- **Directions for this task**: Return each line of the listing below that contains the word "child", matching its case exactly.

- **Data extract**:
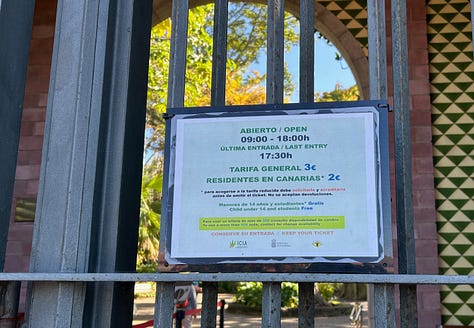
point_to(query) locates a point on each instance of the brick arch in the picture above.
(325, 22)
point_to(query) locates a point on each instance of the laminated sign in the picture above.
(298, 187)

...

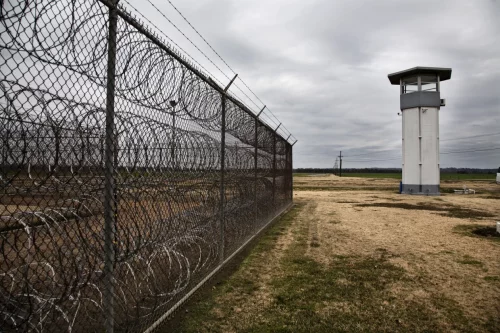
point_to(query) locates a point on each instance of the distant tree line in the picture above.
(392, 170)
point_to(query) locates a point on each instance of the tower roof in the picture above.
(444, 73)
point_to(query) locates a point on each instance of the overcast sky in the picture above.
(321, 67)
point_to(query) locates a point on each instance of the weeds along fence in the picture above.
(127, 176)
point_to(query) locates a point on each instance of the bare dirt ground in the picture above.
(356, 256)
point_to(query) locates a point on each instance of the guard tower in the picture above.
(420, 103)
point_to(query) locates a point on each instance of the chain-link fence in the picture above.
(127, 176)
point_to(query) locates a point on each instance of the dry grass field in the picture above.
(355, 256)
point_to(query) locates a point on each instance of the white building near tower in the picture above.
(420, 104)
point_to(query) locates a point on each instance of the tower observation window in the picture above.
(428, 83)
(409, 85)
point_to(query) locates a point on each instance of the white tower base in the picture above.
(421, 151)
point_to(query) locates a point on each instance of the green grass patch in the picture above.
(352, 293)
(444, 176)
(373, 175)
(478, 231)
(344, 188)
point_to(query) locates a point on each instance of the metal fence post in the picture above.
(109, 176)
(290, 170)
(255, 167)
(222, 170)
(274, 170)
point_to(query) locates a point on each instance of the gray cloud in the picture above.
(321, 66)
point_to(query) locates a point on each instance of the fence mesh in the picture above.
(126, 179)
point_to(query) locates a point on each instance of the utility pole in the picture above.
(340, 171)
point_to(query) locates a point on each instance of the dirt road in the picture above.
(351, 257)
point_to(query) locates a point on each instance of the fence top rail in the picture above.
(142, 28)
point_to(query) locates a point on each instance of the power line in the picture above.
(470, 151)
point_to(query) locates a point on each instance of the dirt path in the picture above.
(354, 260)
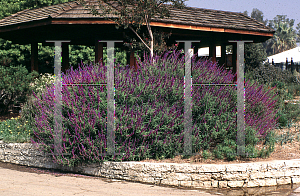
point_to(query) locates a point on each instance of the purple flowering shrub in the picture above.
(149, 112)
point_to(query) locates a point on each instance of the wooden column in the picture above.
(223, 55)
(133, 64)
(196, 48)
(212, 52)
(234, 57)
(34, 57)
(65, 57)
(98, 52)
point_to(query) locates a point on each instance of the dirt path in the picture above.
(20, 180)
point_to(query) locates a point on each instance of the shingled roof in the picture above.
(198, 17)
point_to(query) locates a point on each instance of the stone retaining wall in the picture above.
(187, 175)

* * *

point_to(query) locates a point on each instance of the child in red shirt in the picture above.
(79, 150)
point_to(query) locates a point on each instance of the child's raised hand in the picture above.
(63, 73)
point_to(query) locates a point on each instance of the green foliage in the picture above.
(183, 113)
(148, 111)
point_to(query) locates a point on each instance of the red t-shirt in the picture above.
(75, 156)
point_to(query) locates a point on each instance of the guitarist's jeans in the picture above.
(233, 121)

- **Correct result**:
point_to(query) locates a point on each instance of the child in red shirt in the picture above.
point_to(query) locates a point on each instance of the child's raised hand in the picture above.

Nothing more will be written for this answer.